■ **The problem**:
Collect every line of the entries below that contains the word "yellow".

■ **Information supplied**:
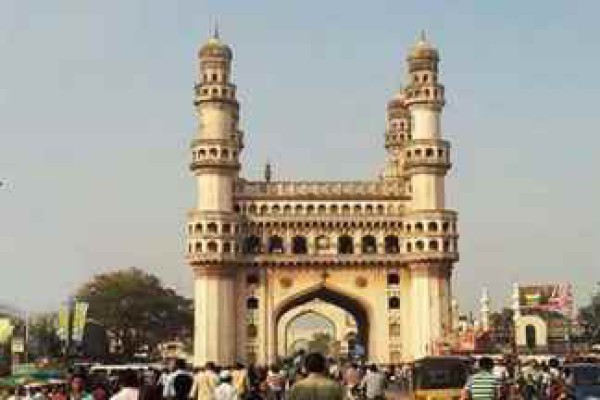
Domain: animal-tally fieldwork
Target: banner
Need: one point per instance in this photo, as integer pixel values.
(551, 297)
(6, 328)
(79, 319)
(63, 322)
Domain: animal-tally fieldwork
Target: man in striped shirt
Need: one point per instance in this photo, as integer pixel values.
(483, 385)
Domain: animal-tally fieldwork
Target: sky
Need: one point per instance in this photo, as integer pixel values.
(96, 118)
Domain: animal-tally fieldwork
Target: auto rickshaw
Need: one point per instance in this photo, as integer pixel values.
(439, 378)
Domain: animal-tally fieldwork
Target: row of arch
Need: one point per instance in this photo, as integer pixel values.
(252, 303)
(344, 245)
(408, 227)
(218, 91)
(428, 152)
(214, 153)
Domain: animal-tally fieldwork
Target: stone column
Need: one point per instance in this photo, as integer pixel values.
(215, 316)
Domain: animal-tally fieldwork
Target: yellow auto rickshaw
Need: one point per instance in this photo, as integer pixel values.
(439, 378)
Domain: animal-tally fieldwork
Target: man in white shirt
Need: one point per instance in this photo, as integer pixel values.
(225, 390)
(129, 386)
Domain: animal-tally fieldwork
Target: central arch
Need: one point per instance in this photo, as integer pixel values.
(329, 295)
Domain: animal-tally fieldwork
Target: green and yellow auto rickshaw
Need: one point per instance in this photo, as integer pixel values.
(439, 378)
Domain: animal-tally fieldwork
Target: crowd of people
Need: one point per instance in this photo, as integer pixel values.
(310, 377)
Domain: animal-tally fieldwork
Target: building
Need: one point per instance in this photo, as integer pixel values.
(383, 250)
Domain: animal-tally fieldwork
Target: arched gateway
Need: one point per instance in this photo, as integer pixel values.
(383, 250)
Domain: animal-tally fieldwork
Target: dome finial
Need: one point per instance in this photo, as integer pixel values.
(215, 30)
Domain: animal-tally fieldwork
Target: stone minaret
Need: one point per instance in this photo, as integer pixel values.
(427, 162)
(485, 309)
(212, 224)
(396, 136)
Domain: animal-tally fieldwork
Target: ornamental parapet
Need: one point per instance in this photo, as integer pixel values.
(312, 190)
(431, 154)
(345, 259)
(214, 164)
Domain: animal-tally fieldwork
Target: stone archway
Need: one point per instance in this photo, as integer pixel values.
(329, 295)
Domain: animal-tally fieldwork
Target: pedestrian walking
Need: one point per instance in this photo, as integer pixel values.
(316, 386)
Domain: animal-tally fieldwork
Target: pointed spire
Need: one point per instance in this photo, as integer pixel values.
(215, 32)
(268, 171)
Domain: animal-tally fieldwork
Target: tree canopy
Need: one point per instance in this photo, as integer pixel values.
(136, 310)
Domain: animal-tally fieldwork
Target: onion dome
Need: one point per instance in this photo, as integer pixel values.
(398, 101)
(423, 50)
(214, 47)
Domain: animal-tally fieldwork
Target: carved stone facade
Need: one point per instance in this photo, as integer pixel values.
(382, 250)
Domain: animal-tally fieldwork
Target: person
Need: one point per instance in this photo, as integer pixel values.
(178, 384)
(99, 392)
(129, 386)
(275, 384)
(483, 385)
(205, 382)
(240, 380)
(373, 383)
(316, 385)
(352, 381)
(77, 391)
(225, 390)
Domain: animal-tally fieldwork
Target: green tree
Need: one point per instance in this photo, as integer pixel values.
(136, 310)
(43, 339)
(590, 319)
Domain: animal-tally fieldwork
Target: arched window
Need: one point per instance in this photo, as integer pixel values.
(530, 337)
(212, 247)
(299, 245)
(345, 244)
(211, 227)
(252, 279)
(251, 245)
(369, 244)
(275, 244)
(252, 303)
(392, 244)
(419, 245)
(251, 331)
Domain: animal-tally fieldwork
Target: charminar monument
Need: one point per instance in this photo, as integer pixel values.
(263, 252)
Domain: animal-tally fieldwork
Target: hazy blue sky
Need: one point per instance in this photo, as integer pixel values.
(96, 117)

* * *

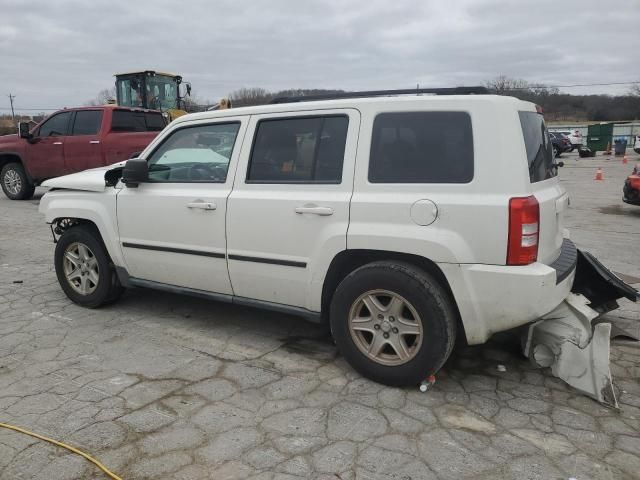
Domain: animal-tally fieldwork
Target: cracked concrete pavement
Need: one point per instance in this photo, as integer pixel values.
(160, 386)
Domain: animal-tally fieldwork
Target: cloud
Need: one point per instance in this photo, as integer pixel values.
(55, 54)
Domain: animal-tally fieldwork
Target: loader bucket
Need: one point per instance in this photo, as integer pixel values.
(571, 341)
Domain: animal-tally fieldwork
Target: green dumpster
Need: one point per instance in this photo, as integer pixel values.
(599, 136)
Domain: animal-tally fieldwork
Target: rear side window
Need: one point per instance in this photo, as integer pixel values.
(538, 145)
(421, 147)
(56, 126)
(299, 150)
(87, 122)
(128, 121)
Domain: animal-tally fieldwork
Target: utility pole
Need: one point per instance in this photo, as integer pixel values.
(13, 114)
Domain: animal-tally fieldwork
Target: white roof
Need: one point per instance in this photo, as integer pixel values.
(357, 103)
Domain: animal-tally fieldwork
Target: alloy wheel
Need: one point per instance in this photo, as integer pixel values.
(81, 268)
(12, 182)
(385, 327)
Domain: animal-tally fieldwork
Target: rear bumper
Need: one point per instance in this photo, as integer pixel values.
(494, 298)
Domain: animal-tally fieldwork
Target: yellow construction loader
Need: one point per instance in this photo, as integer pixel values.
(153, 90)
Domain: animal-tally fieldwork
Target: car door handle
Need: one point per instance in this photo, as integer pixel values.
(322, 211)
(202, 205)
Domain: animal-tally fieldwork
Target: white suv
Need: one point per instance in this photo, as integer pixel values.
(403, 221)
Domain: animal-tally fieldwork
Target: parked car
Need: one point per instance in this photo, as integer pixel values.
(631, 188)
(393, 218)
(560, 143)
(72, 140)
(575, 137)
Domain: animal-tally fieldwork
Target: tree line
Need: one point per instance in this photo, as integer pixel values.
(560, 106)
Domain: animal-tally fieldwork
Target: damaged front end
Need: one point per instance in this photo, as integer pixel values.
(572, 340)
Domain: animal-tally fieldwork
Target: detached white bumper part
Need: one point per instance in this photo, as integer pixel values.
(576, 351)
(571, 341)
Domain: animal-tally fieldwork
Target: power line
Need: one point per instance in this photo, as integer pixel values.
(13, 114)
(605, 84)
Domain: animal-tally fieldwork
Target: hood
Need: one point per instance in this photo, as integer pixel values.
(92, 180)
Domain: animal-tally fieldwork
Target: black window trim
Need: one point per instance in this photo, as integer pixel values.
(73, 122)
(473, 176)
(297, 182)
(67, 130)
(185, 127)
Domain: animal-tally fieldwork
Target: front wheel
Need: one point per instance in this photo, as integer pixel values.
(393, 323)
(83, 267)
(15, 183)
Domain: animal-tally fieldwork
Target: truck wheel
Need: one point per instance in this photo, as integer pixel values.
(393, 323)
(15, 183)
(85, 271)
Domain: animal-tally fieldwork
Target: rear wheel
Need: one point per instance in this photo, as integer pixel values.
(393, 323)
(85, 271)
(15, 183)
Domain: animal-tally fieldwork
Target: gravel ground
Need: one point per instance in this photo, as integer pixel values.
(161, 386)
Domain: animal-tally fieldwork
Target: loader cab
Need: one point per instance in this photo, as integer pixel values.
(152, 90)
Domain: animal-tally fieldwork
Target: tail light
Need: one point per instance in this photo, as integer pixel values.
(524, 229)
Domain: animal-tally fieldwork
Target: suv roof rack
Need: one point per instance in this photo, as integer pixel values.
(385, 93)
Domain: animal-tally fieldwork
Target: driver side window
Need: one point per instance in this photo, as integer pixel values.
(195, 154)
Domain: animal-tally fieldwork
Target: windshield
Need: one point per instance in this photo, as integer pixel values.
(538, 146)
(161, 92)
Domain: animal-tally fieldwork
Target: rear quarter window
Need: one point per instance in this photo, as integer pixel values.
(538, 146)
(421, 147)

■ **Exercise output**:
Target: yellow auto rickshaw
Target: green and yellow auto rickshaw
Target: yellow construction loader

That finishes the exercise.